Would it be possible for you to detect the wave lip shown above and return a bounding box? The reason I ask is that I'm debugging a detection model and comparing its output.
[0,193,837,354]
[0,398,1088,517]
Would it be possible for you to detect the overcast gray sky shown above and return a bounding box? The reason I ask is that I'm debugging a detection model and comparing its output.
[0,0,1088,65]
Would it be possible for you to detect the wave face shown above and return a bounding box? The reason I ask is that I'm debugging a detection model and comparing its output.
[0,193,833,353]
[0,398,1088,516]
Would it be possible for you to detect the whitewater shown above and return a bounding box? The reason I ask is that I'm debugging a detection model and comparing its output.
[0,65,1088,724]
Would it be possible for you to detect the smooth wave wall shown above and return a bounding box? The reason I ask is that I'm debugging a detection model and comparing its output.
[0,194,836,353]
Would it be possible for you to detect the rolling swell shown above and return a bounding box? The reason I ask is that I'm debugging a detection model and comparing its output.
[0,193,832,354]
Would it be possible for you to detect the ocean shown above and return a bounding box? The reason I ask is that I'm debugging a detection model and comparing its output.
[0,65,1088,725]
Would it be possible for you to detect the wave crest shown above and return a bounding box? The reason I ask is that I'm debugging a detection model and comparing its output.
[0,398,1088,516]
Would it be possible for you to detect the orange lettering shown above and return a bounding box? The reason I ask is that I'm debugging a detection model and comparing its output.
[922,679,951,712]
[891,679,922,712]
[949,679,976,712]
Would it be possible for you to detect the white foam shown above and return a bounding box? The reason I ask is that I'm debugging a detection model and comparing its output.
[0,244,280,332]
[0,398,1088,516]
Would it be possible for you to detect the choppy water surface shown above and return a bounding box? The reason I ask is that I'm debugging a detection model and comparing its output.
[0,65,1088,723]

○ ○ ○ ○

--- TASK DETAILS ---
Render every item above as a two-column CSV with the headers item_text and reply, giving one row per item. Put each item's text and its answer in their own quoted fields, and replace any line breaks with spaces.

--- REPLY ---
item_text,reply
"Would it be possible for you to detect the wave lip shown above and return a bounding box? The reason I ask is that I'm debugging a detection model and comparing its output.","[0,193,837,354] [0,398,1088,517]"
"Would it be possible for you to detect the overcast gray sky shown above and return a bounding box? The reason I ask is that I'm debugging a detection model and comparing its output.","[0,0,1088,65]"
"Would it be possible for you to detect the wave face shown above and return a bounding box? The reason I ask is that I'm debugging a detection model and comparing its output.","[0,193,833,353] [0,398,1088,516]"
"Would it be possible for you to detect the whitewater shown above and return a bounding box? The reason I ask is that I'm debugging a detection model and comparing its output.","[0,65,1088,724]"
"Would it be possible for you to detect the smooth wave wall shown above and return a bounding box? The reason I ask is that I'm debugging a detection model and comparing its output.","[0,194,836,353]"
"Would it be possible for you to detect the rolling swell shown above and return a bounding box? The reason I ask is that I'm debugging a detection model and comparing its output.","[0,193,832,354]"
"Would it be possible for you to detect the ocean shown above and return a bounding box? The reason I ask is that I'm debugging a detection model and comparing its output.","[0,65,1088,725]"
"Would it be possible for you to detect the wave crest shown above and return a bounding box? The reason I ask is that I'm debugging a detection model and comparing its output.","[0,398,1088,516]"
"Would it be possible for you to detect the orange lettering shown above and return a bounding box? The reason I ask is that I'm debugging a detection model and comparing its output.","[922,679,951,712] [891,679,922,712] [949,679,976,712]"
"Would it be possible for you to detect the white foam shown above and return a bounding box? The reason I ask is that I'm debugging a detection model and comparing its output.","[0,244,280,332] [0,398,1088,516]"
"Would it be possible for you to detect the choppy water surface shown above and return a bounding box? The reason I ask is that I'm debugging a detection model and comparing its output.","[0,65,1088,723]"